━━━━━ Data for the task

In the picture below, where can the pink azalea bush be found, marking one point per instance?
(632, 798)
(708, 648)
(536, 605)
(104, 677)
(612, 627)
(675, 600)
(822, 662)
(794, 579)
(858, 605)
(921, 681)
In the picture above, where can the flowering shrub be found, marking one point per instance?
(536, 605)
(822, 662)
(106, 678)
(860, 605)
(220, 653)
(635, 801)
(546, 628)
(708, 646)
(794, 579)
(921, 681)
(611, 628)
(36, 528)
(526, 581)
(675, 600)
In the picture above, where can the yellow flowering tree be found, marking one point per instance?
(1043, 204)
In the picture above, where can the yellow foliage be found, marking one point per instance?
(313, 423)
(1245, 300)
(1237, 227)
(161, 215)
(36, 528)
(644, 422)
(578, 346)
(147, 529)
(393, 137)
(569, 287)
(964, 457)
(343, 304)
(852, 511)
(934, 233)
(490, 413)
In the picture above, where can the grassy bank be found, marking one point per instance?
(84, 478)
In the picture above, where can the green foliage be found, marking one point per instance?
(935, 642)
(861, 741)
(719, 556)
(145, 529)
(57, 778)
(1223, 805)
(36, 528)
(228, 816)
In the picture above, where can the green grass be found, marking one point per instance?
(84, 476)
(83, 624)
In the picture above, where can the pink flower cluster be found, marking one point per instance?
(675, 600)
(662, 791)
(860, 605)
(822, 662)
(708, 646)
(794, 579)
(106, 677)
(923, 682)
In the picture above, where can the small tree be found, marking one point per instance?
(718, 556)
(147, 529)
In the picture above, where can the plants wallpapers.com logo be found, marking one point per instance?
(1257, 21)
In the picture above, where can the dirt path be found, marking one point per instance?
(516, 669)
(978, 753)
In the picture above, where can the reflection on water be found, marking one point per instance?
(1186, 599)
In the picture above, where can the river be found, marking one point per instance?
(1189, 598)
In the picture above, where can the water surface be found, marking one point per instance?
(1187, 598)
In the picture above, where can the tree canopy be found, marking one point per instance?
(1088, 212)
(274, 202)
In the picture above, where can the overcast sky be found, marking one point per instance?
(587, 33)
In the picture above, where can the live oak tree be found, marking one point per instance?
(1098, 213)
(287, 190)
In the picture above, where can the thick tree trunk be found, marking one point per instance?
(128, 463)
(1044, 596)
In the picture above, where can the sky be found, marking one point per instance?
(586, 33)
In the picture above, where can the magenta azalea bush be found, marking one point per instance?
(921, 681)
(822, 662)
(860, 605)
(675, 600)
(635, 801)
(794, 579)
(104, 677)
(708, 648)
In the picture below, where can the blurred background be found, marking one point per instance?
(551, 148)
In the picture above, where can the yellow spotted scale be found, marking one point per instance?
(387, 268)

━━━━━━━━━━

### Problem to work on:
Rewrite everything from the line containing "In the picture above, where can the river" down to the end of the data, swapping "overcast sky" for "cloudy sky" and leaving all else unchanged.

### Task result:
In the picture above, where can the river be found, marking one point per instance?
(1189, 598)
In the picture above, where can the water surface be found, marking one point per instance?
(1187, 598)
In the picture above, where can the tree canopy be found, marking one point per instance?
(1088, 212)
(274, 202)
In the picture above, where can the cloudy sky be found, marking one point per instance?
(587, 33)
In the picture above, where can the live oak tree be found, marking one point per instance?
(1098, 213)
(287, 190)
In the picture above, where can the thick tree trunk be found, marking one point per instance?
(128, 463)
(1044, 596)
In the picture above, where can the sky be found, marking one point per instance?
(586, 33)
In the picture above, where can the magenta azalea bush be found, marking one point per instance?
(921, 681)
(822, 662)
(860, 605)
(675, 600)
(635, 801)
(794, 579)
(104, 677)
(708, 648)
In the picture below, where can the blurred background be found, marking one point per instance?
(551, 148)
In the picture above, where can the yellow spotted scale be found, marking one point per instance?
(387, 268)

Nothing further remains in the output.